→ **Records for this task**:

Segment Open

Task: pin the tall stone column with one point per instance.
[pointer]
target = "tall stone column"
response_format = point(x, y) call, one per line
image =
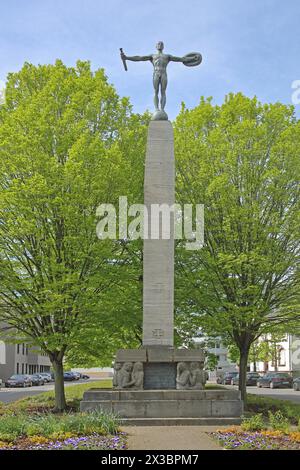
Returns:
point(158, 259)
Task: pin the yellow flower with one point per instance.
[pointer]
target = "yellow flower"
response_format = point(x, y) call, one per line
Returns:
point(38, 439)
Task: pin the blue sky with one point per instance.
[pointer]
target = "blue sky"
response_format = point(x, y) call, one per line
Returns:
point(249, 46)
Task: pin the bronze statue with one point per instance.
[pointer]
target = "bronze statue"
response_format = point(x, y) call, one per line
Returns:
point(160, 80)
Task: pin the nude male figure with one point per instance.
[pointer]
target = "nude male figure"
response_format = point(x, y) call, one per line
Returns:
point(160, 61)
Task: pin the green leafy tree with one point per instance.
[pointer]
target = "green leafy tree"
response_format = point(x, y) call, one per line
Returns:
point(67, 144)
point(241, 160)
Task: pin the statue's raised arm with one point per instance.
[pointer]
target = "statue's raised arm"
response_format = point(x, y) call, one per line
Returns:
point(135, 58)
point(160, 61)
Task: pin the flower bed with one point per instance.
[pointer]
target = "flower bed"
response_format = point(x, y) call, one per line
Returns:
point(237, 439)
point(92, 442)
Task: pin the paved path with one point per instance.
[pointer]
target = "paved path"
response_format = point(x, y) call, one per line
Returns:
point(280, 393)
point(170, 438)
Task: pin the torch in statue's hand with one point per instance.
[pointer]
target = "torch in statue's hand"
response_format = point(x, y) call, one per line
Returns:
point(192, 59)
point(123, 58)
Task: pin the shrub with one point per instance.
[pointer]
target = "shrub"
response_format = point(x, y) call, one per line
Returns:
point(279, 422)
point(255, 423)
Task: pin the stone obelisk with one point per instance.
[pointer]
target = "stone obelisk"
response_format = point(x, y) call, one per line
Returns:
point(158, 384)
point(158, 256)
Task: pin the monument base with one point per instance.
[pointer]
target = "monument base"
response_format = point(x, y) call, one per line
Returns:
point(167, 407)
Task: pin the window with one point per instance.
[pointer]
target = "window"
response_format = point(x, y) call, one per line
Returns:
point(282, 357)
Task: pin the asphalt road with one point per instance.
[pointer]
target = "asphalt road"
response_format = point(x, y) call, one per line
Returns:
point(280, 393)
point(8, 395)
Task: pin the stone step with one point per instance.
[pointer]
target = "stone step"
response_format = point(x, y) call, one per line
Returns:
point(149, 395)
point(167, 408)
point(180, 421)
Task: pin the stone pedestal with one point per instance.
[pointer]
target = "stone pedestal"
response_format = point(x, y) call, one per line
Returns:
point(159, 366)
point(167, 407)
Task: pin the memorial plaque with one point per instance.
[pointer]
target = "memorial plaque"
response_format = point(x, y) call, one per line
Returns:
point(160, 376)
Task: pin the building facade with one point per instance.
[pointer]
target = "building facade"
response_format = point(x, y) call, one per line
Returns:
point(21, 359)
point(287, 357)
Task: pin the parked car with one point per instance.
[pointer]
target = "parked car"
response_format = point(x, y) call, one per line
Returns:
point(84, 376)
point(19, 380)
point(275, 380)
point(77, 375)
point(251, 379)
point(226, 380)
point(46, 376)
point(296, 384)
point(37, 379)
point(69, 376)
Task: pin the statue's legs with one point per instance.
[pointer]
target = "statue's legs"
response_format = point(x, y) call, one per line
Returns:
point(163, 87)
point(156, 82)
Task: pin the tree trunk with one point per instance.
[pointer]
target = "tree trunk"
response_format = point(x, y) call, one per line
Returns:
point(60, 399)
point(244, 352)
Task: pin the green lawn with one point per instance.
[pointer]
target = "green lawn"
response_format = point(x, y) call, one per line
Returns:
point(45, 401)
point(258, 404)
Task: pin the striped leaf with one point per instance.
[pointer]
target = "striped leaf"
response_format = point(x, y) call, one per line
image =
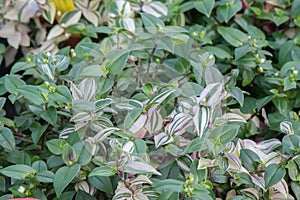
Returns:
point(155, 120)
point(201, 119)
point(162, 139)
point(101, 135)
point(139, 124)
point(287, 127)
point(180, 121)
point(48, 70)
point(160, 97)
point(88, 87)
point(102, 103)
point(212, 94)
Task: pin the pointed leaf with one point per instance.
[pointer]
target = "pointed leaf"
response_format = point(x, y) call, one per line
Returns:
point(63, 177)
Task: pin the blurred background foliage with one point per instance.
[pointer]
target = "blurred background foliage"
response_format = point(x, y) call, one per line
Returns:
point(144, 99)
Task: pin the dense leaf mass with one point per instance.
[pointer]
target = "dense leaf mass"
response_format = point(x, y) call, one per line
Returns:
point(148, 99)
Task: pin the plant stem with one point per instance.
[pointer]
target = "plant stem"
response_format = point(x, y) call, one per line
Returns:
point(150, 60)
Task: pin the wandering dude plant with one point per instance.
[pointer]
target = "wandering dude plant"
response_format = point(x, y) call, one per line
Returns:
point(150, 102)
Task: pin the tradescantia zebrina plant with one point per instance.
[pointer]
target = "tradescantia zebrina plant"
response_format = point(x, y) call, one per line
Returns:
point(155, 111)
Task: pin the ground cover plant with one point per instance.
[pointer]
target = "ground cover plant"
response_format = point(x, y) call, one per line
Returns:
point(149, 99)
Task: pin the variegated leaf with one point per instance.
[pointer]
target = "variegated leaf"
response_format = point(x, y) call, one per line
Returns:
point(162, 139)
point(201, 119)
point(282, 187)
point(141, 179)
point(287, 127)
point(268, 145)
point(212, 94)
point(160, 97)
point(139, 124)
point(179, 123)
point(88, 88)
point(258, 181)
point(137, 167)
point(102, 103)
point(101, 135)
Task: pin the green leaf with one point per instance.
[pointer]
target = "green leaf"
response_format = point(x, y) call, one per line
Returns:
point(104, 29)
point(227, 11)
point(237, 94)
point(50, 115)
point(117, 60)
point(296, 189)
point(55, 146)
point(20, 66)
point(290, 143)
point(70, 18)
point(62, 95)
point(285, 52)
point(225, 133)
point(2, 102)
point(136, 167)
point(102, 183)
point(218, 52)
point(150, 21)
point(44, 176)
point(212, 75)
point(37, 130)
point(12, 83)
point(248, 76)
point(32, 93)
point(39, 166)
point(204, 6)
point(168, 185)
point(18, 171)
point(194, 146)
point(83, 152)
point(63, 177)
point(233, 36)
point(102, 171)
point(273, 174)
point(250, 159)
point(7, 140)
point(69, 155)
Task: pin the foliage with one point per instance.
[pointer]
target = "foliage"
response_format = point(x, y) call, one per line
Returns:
point(150, 99)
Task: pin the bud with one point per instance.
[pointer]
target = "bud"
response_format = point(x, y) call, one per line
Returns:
point(202, 34)
point(67, 35)
point(295, 72)
point(262, 60)
point(260, 69)
point(28, 60)
point(21, 189)
point(52, 89)
point(45, 61)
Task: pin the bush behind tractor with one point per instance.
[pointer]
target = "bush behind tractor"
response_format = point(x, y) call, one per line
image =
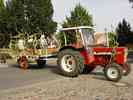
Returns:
point(79, 53)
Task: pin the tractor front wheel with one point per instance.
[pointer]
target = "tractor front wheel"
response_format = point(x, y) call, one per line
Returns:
point(113, 72)
point(70, 63)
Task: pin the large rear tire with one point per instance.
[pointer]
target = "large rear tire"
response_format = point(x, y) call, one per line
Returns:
point(23, 62)
point(127, 69)
point(70, 63)
point(41, 63)
point(113, 72)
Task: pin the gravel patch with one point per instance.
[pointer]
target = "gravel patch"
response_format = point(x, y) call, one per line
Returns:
point(84, 87)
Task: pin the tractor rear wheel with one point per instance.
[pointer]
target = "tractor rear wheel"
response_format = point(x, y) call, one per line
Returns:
point(70, 63)
point(23, 63)
point(113, 72)
point(41, 63)
point(127, 69)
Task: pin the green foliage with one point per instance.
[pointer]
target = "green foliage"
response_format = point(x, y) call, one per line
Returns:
point(27, 16)
point(112, 39)
point(79, 17)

Segment Closed

If a line in the records holds the word "green", count it, then give only the total.

→ **Output below**: 8